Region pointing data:
━━━━━━━━━━━━━━━━━━━━

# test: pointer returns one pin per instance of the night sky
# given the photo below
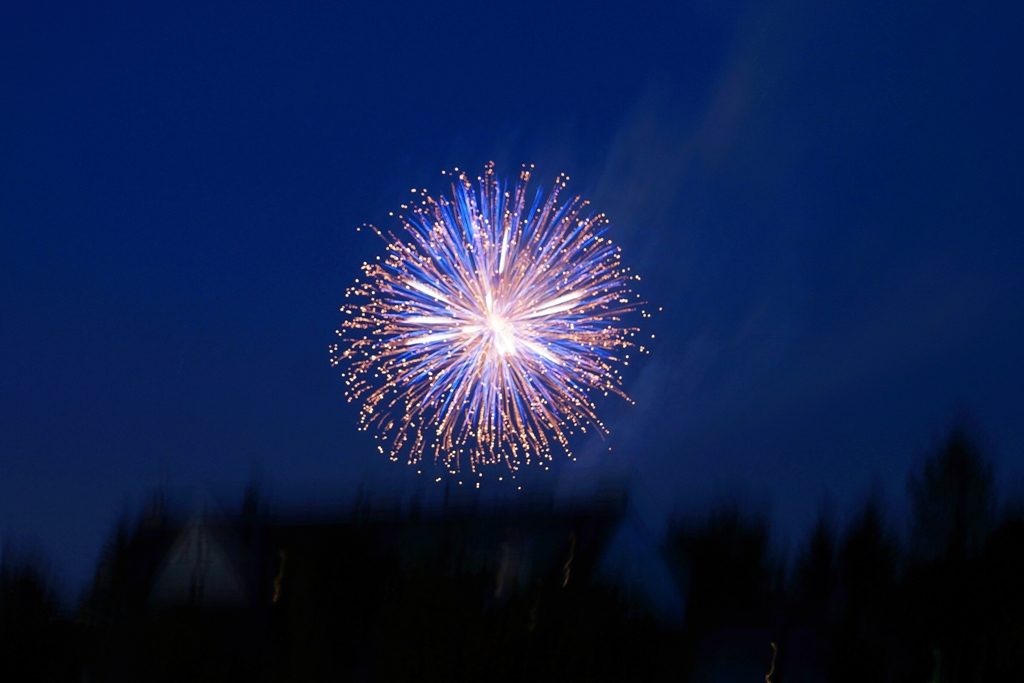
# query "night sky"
(825, 199)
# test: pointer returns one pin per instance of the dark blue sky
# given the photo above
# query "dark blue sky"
(825, 198)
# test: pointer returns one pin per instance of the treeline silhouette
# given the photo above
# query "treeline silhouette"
(350, 601)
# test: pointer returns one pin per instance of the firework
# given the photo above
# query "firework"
(483, 333)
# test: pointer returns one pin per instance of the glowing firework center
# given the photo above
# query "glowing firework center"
(480, 337)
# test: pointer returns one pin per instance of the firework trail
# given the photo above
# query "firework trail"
(481, 335)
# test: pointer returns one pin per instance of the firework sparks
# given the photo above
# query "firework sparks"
(481, 335)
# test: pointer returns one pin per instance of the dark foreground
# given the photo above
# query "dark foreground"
(463, 593)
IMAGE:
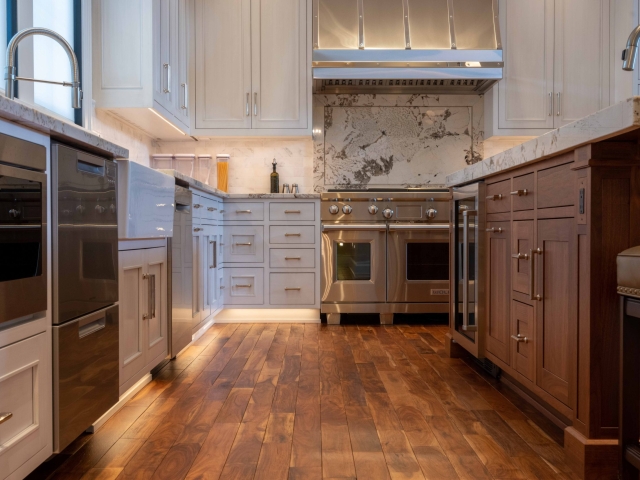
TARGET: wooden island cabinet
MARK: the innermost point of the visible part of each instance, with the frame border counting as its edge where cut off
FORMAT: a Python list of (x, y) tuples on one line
[(554, 229)]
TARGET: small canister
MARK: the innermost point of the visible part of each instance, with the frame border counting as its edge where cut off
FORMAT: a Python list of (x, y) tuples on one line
[(184, 163), (223, 171)]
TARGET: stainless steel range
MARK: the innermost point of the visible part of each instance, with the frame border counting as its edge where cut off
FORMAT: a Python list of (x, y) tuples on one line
[(385, 251)]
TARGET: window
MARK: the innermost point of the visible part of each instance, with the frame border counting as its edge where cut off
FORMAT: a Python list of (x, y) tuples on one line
[(42, 57)]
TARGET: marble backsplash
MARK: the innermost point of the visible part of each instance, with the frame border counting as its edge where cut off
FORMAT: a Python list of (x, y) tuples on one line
[(394, 140)]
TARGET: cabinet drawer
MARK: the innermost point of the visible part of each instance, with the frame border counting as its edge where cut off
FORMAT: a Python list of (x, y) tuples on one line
[(243, 286), (292, 288), (243, 211), (521, 246), (292, 258), (556, 187), (25, 392), (295, 211), (524, 198), (498, 197), (243, 244), (523, 351), (292, 234)]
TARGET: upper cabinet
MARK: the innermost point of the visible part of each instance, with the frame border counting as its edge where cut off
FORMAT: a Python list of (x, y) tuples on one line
[(140, 60), (204, 67), (557, 65), (252, 73)]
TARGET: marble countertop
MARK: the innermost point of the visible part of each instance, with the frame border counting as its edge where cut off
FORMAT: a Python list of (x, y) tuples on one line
[(58, 129), (219, 193), (619, 118)]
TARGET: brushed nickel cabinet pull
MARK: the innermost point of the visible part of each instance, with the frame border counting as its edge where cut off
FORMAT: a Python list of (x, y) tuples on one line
[(5, 417)]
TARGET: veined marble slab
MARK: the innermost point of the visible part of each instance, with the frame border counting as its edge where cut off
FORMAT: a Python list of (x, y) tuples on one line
[(58, 129), (219, 193), (614, 120)]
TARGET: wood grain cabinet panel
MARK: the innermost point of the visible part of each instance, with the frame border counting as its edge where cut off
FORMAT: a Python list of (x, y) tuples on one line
[(556, 187), (523, 349), (522, 241), (556, 322), (498, 307), (498, 198)]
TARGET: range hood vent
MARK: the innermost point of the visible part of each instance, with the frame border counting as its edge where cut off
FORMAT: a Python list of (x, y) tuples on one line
[(437, 46)]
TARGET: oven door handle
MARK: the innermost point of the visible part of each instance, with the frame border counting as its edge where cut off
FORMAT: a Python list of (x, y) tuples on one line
[(465, 271), (414, 226), (370, 227)]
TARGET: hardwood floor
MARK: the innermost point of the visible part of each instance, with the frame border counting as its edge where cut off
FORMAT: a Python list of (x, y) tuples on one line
[(283, 401)]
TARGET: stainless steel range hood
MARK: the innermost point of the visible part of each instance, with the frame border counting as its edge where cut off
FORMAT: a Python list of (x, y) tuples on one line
[(395, 46)]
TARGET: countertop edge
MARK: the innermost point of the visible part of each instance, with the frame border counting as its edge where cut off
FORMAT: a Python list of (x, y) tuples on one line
[(617, 119)]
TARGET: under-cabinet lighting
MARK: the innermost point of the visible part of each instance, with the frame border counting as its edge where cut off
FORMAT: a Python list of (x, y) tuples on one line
[(168, 122)]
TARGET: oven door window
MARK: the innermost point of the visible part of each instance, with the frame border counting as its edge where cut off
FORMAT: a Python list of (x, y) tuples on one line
[(353, 261), (428, 261), (20, 228)]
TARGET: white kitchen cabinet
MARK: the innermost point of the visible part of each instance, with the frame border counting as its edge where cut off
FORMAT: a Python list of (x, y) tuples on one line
[(252, 72), (140, 51), (25, 393), (557, 65), (143, 312)]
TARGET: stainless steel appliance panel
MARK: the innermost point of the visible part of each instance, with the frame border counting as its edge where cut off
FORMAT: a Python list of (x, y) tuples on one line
[(23, 229), (85, 373), (418, 263), (181, 268), (354, 266), (85, 233)]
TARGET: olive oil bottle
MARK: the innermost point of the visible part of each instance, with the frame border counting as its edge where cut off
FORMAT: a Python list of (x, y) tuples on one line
[(275, 179)]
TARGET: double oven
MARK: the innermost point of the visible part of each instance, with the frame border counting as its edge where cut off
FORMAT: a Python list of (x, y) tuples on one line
[(385, 251)]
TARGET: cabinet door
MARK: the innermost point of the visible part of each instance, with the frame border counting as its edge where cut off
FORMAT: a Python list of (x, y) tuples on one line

━━━━━━━━━━━━━━━━━━━━

**Task instructions**
Every line that holds the string "pointer" must be copied from the records above.

**Finished task**
# test: pointer returns one pin per instance of the night sky
# test: pointer returns one pin per instance of the dark blue sky
# test: pointer returns one pin per instance of the treeline silhouette
# test: pointer returns one pin per instance of the firework
# test: pointer returns one pin per instance of the glowing firework center
# test: pointer returns one pin per instance of the firework trail
# test: pointer returns one pin per instance of the firework sparks
# test: pointer returns one pin per instance of the dark foreground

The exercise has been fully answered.